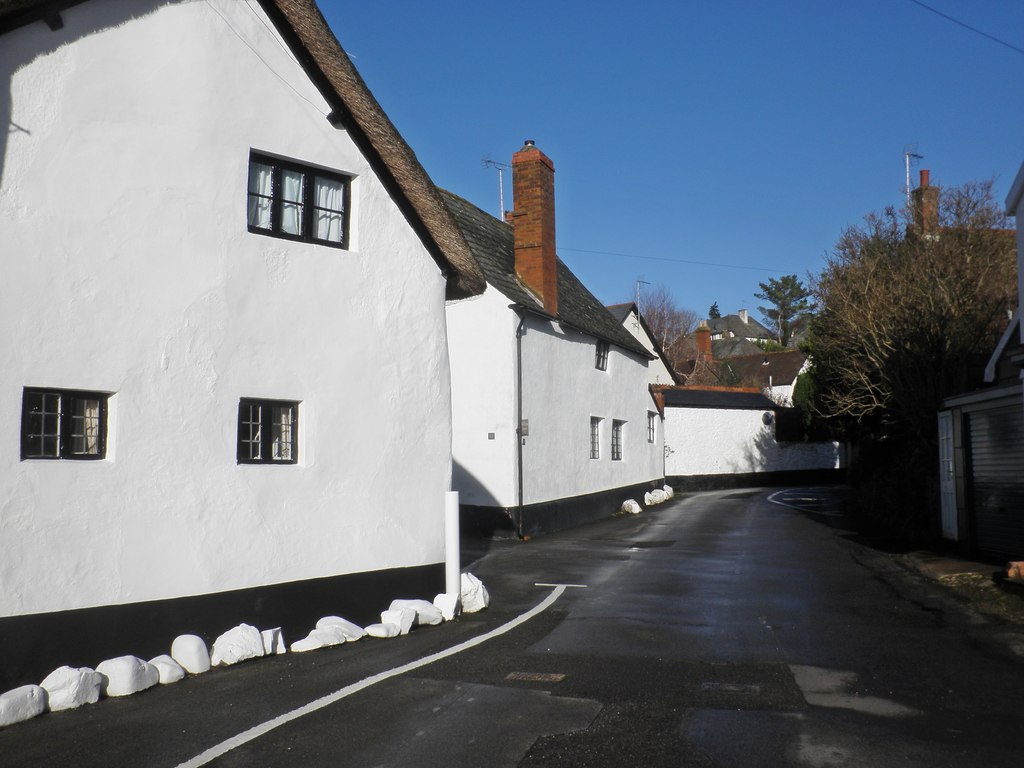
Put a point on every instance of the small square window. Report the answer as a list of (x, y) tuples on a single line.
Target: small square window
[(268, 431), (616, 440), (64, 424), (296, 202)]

########################################

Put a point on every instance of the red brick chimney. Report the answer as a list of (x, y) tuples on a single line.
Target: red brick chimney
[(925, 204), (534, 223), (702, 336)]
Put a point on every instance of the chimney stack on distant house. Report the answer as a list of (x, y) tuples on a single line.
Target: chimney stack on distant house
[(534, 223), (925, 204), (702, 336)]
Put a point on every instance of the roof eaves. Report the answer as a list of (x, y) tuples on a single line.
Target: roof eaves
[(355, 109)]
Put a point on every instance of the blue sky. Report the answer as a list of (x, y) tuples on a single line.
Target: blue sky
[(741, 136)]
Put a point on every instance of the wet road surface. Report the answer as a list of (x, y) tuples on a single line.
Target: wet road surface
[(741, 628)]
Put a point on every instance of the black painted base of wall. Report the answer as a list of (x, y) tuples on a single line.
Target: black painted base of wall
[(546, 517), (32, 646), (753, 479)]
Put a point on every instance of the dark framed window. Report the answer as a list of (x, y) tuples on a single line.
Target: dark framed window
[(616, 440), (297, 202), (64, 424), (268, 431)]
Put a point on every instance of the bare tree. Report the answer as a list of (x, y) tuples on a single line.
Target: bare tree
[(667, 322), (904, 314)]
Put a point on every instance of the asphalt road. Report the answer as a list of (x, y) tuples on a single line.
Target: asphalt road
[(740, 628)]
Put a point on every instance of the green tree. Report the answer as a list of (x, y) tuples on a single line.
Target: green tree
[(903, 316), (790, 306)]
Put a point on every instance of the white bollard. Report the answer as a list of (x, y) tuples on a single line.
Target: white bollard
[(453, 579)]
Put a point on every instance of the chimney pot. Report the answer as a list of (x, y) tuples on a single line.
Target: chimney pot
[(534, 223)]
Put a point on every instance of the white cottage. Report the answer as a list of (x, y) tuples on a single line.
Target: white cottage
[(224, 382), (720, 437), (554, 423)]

########################################

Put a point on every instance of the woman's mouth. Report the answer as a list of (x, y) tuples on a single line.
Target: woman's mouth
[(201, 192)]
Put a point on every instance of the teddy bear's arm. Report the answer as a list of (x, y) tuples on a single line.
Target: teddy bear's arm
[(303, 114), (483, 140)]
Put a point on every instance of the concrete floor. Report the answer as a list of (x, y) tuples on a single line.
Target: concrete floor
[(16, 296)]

########################################

Please scale the items starting with the line containing "Put a point on every instance of the small" and going on through the line containing "[(268, 431), (616, 440), (64, 424), (296, 202)]", and write out only those lines again with the request wording unchanged. Multiply each coordinate in the answer by 1.1 and round it to a whole number, with halves rounding up.

Put a point on every instance of the small square window. Report the answer as a list of (x, y) tuples on a single line.
Target: small square window
[(295, 474), (678, 484), (70, 466), (326, 222)]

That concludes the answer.